start

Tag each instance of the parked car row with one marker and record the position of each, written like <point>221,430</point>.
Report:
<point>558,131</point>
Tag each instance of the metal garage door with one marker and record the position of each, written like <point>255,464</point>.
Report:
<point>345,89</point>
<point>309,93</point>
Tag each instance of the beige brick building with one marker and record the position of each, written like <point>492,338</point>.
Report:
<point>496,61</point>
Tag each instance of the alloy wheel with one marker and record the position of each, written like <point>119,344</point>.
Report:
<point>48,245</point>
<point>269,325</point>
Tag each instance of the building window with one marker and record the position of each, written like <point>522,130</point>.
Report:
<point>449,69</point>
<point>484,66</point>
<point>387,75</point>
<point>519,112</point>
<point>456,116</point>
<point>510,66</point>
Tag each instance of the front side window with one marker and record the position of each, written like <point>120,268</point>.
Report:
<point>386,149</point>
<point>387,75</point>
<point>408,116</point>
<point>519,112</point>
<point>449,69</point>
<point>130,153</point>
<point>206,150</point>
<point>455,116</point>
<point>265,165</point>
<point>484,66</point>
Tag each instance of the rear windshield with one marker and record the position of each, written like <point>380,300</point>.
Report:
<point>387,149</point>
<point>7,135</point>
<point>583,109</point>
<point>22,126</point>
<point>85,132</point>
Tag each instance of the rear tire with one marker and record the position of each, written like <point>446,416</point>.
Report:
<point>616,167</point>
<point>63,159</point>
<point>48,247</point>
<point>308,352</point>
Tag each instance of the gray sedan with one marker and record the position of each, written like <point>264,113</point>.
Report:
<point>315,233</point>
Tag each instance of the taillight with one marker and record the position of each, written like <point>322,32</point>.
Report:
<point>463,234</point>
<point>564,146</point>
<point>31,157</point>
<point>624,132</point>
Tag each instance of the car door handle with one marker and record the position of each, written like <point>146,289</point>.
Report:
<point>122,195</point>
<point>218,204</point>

end
start

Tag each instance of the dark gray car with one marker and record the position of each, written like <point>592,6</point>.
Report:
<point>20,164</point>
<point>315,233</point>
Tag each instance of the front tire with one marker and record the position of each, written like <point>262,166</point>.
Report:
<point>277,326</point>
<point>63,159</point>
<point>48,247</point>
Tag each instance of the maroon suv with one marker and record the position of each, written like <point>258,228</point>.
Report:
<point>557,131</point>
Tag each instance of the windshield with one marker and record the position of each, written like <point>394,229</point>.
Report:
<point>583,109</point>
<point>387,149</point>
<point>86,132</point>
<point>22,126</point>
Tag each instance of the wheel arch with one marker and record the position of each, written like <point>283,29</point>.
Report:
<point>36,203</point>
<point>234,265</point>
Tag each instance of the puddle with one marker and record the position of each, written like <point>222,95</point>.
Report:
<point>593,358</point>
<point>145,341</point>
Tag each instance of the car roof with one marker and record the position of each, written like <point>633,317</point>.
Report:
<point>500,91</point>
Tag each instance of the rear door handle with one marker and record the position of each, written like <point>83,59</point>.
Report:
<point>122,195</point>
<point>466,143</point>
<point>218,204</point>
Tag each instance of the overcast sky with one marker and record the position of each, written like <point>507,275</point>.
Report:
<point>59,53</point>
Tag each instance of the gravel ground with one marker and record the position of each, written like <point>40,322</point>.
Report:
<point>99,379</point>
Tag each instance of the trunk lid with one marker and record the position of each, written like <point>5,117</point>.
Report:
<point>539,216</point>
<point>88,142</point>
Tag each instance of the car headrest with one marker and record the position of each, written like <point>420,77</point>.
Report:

end

▶ Request:
Please copy the rows above word for word, starting at the line containing "Tag each instance of the building" and ending at the line containing "<point>624,132</point>", with both of those lines included.

▶ Written solution:
Tag each instance of the building window with one marker and record the position of each, written like <point>522,130</point>.
Report:
<point>449,69</point>
<point>484,66</point>
<point>387,75</point>
<point>519,112</point>
<point>456,116</point>
<point>510,66</point>
Tag each instance of the front side window with one marker and record the position of each, written like <point>120,268</point>.
Report:
<point>386,149</point>
<point>387,75</point>
<point>408,116</point>
<point>519,112</point>
<point>449,69</point>
<point>130,153</point>
<point>206,150</point>
<point>455,116</point>
<point>265,165</point>
<point>484,66</point>
Tag each instance of the rear windshield with one marker and record the position of each, written like <point>380,300</point>.
Report:
<point>387,149</point>
<point>7,135</point>
<point>583,109</point>
<point>22,126</point>
<point>85,132</point>
Tag each instance of the rear tire with one marker and record the position of each, written like <point>446,416</point>.
Report:
<point>616,167</point>
<point>63,159</point>
<point>48,247</point>
<point>308,352</point>
Tag each instance of the gray sedan with one marker and record the position of each, written like <point>264,113</point>.
Report:
<point>315,233</point>
Tag each instance of the taillight with one marker and record the position of each, written like <point>322,32</point>.
Report:
<point>463,234</point>
<point>564,146</point>
<point>31,157</point>
<point>624,132</point>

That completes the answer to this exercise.